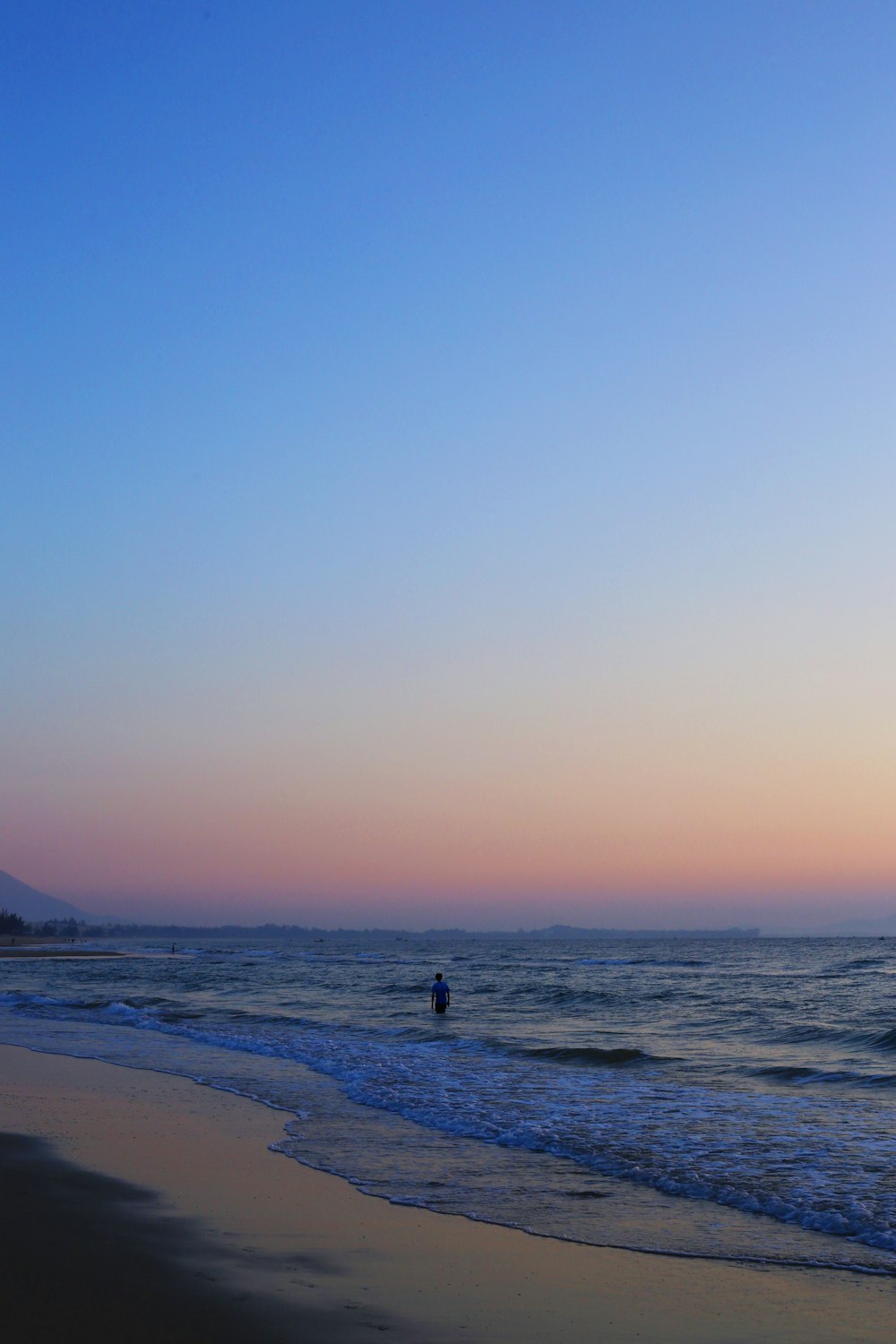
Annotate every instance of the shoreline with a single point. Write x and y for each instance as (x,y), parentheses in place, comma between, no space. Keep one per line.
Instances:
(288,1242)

-=-=-=-=-

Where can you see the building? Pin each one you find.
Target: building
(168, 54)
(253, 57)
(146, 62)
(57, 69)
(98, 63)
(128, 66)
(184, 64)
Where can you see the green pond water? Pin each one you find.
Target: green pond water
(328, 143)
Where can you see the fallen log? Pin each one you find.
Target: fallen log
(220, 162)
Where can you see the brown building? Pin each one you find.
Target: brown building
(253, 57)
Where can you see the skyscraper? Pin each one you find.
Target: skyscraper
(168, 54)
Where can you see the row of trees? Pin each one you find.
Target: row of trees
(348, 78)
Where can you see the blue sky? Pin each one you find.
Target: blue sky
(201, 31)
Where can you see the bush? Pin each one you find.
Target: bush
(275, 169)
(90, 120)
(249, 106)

-=-=-=-=-

§ **Exercise**
Gather up, from the records above, each line where the word "find" appears.

§ **Result of the task**
Where can you see the building? Pin each one you find.
Where can you see the green pond water? Pin each one you find.
Where can you see the fallen log? Pin each one you find.
Where can you see the brown building? Pin each one you find.
Where can you see the skyscraper? Pin each one you find.
Where can you see the row of trees? Pin each one you find.
Where can you see the blue sky? Pin each one you find.
Where can you see the bush? Pin each one you find.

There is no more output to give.